• Dataset records
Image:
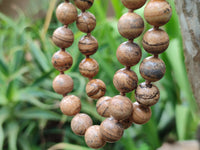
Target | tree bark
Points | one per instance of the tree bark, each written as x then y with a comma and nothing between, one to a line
189,17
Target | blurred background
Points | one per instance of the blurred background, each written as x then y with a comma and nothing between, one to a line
30,118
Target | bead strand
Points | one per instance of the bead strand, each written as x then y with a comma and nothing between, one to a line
120,107
152,69
89,68
88,45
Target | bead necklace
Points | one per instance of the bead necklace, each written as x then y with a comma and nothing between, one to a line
119,110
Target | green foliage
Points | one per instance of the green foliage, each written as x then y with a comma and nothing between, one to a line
30,118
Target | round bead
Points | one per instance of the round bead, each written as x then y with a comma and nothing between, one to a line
62,60
66,13
157,12
133,4
86,22
95,88
155,41
147,94
93,137
89,67
63,37
70,105
129,54
125,80
120,107
152,69
63,84
88,45
127,122
83,5
141,114
80,123
111,130
102,106
130,25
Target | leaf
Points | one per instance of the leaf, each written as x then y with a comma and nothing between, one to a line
12,130
39,56
182,114
36,113
67,146
1,137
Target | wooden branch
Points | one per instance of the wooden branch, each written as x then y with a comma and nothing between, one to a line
189,17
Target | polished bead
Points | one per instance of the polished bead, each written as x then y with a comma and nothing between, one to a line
86,22
133,4
89,67
120,107
88,45
147,94
80,123
66,13
155,41
152,69
141,114
157,12
63,84
125,80
111,130
70,105
83,4
129,54
63,37
93,137
96,88
62,60
102,106
130,25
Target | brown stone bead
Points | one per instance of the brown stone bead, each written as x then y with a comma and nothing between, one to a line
63,84
125,80
111,130
70,105
127,122
157,12
95,88
102,106
152,69
133,4
86,22
141,114
66,13
147,94
155,41
89,67
88,45
130,25
93,137
63,37
62,60
129,54
80,123
83,4
120,107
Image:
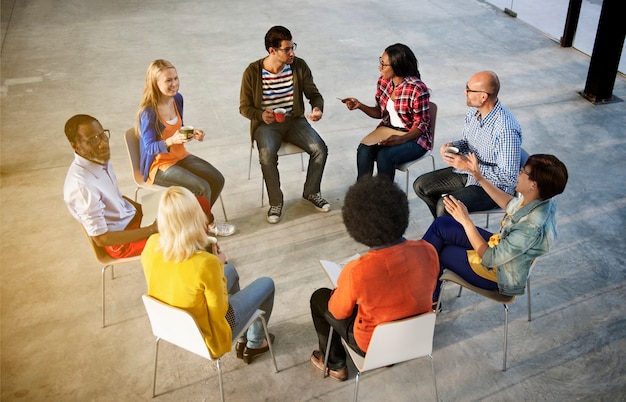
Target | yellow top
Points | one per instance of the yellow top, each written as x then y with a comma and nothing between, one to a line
196,285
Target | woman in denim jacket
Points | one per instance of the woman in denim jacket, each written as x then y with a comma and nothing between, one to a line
501,261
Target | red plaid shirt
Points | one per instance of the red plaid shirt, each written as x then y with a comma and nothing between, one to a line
411,104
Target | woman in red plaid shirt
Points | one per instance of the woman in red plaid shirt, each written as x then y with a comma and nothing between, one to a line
402,102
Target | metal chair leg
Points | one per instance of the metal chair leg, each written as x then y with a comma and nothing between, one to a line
156,357
528,296
330,337
506,335
269,342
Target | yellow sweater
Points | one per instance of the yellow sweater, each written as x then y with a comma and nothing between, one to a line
196,285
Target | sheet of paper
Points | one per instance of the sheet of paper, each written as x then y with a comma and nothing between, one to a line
381,133
332,269
150,207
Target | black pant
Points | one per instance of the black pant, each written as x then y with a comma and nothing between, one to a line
323,320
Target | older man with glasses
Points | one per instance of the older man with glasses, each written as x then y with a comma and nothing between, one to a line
492,133
280,80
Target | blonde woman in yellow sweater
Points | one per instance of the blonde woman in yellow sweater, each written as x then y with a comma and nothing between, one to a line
181,272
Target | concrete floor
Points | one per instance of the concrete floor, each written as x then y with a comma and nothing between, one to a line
63,58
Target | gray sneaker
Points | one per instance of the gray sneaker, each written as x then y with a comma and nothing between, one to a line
222,229
320,204
275,213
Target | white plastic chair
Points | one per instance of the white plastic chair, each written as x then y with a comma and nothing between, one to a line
391,343
523,158
405,166
132,147
450,276
179,328
286,148
107,262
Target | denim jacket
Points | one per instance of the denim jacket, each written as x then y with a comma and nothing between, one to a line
525,234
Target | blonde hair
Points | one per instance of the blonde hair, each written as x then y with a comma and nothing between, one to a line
182,224
151,93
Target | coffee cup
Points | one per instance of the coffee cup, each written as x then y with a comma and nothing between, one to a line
187,130
279,114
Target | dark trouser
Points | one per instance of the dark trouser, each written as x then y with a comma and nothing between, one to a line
299,132
323,320
430,186
451,242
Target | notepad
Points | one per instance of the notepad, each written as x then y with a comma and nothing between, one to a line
150,207
332,269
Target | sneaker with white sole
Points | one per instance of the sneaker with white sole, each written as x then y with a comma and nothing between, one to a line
275,213
222,229
320,204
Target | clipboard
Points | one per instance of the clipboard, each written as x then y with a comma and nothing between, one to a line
332,269
150,207
381,133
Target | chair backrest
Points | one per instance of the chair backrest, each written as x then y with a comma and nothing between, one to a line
433,119
175,326
401,340
132,147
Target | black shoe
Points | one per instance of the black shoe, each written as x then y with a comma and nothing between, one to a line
316,199
250,354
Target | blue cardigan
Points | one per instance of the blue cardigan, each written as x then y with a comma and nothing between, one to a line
150,143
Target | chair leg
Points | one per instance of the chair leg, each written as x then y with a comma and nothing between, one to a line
156,358
506,335
528,296
330,337
356,387
407,182
432,366
218,363
104,269
269,342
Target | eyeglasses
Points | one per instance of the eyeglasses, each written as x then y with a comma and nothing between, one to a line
467,90
288,49
98,138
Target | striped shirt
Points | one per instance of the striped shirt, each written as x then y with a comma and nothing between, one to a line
496,140
278,89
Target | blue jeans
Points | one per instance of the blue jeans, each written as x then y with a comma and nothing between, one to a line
195,174
299,132
258,295
387,158
449,239
430,186
323,320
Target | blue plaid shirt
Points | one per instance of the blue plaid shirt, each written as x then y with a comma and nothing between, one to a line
496,140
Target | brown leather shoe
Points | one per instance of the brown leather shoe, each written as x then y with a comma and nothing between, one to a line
317,358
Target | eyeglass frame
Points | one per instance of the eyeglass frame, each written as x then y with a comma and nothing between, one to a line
467,90
288,49
105,134
381,64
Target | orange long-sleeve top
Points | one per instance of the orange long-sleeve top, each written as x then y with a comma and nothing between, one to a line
387,284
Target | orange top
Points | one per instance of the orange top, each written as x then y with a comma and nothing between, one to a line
388,284
176,153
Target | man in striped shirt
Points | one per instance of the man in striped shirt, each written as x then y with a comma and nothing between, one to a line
492,133
281,80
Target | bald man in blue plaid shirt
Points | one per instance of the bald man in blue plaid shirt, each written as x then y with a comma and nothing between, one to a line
492,133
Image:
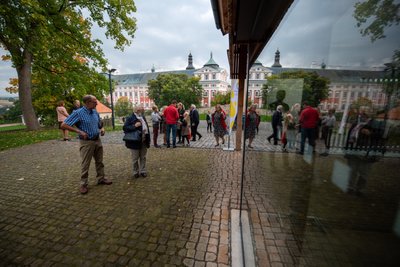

• Task
For the lines above, output exactly those from the line containing "Target | blonde hair" through the line containing "Target | coffee cup", and skip the others.

• Output below
Target | blonde hair
Points | one per instance of the blonde hair, each written as x then y with a comma and nothing between, one to a line
182,224
151,93
Target | coffee cup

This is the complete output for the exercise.